• [Exercise objective]
Copy the data below line for line, without changing anything.

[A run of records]
^^^^^^^^

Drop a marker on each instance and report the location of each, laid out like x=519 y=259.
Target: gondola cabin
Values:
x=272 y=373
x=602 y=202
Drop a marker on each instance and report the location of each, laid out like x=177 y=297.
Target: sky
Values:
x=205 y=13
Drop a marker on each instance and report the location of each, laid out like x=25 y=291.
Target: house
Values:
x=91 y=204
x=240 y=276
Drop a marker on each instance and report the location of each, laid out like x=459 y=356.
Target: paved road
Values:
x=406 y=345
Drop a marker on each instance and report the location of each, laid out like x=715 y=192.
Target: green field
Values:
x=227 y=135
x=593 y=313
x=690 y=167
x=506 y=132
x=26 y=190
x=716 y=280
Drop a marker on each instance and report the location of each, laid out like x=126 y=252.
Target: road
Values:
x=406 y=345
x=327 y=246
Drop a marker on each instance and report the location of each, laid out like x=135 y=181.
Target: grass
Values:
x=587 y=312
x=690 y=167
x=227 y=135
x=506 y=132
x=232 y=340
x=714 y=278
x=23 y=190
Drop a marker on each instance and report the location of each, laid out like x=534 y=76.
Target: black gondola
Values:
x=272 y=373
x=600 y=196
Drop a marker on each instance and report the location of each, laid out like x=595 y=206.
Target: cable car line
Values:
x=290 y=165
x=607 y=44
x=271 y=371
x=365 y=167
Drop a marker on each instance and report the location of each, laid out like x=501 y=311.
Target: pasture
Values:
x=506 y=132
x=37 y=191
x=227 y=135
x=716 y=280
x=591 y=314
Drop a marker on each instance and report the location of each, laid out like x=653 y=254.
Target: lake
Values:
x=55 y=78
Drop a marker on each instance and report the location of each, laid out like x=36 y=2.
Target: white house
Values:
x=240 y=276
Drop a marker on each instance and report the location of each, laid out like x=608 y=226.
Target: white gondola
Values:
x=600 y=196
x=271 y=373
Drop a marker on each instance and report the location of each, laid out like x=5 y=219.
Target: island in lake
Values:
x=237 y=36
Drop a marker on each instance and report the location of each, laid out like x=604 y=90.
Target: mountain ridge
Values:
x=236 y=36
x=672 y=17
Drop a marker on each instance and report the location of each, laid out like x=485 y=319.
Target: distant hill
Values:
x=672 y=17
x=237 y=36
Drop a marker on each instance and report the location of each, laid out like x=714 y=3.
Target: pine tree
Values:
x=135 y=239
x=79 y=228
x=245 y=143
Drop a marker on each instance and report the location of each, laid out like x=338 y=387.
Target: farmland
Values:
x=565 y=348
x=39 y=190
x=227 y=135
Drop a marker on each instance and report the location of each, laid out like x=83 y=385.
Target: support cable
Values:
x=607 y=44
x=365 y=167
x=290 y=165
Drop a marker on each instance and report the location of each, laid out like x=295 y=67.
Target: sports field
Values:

^^^^^^^^

• [Exercise answer]
Drop a marker on each instance and report the location of each, laid out like x=519 y=259.
Target: gondola cabin
Values:
x=272 y=373
x=602 y=202
Drop a marker on each instance and report the location of each, laid out like x=177 y=297.
Target: sky
Values:
x=205 y=13
Drop a marker on each instance and report the location of each, laid out like x=25 y=291.
Target: house
Values:
x=91 y=204
x=240 y=276
Drop a marker on each instance and report the location of each, laid out like x=459 y=356.
Target: paved road
Values:
x=406 y=345
Drop a marker on each instance and report the location of each, laid out like x=715 y=192.
Target: green field
Values:
x=227 y=135
x=593 y=313
x=690 y=167
x=506 y=132
x=26 y=190
x=716 y=280
Drop a marker on each instance and report the location of each, laid out like x=126 y=252.
Target: road
Values:
x=406 y=345
x=327 y=246
Drop a marker on each instance and report the location of each, laid out like x=135 y=181.
Target: grass
Values:
x=587 y=312
x=690 y=167
x=227 y=135
x=506 y=132
x=232 y=340
x=714 y=278
x=23 y=190
Drop a marker on each instance and report the location of each, laid out like x=534 y=76.
Target: black gondola
Values:
x=272 y=373
x=600 y=196
Drop a marker on each instance and report the location of each, laid out like x=595 y=206.
Target: cable car line
Values:
x=290 y=165
x=607 y=44
x=271 y=371
x=365 y=167
Drop a marker on each instance and report the location of each, laid out like x=501 y=311.
Target: pasture
Values:
x=506 y=132
x=37 y=191
x=227 y=135
x=716 y=280
x=591 y=314
Drop a marker on each instance and report the location of each, laid out like x=653 y=254.
Target: lake
Values:
x=55 y=78
Drop a marker on each instance and report the location of each, laid out like x=36 y=2.
Target: white house
Values:
x=240 y=276
Drop a marker on each instance and report the location of each, laid out like x=608 y=226.
Target: white gondola
Values:
x=600 y=196
x=271 y=373
Drop a marker on each instance and report the location of each, laid out like x=5 y=219.
Target: island in lake
Values:
x=237 y=36
Drop a marker on each instance and report the location of each, laid out like x=604 y=90.
Target: mountain ridge
Values:
x=236 y=36
x=672 y=17
Drop a marker on each instance and report the location of each, laid out like x=485 y=319.
Target: distant hill
Values:
x=672 y=17
x=237 y=36
Drop a marker on each instance and report the location of each, laid out like x=714 y=3.
Target: pine tree
Values:
x=135 y=239
x=79 y=228
x=245 y=143
Drop a marker on each instance and report the location of each, laid out like x=338 y=387.
Target: farmland
Values:
x=565 y=348
x=39 y=190
x=227 y=135
Drop a marker on each instance and report the location of each, laid out like x=83 y=385.
Target: support cable
Values:
x=607 y=44
x=365 y=167
x=290 y=165
Drop a marker on each instance and report the location of each, laid out like x=295 y=67.
Target: sports field
Values:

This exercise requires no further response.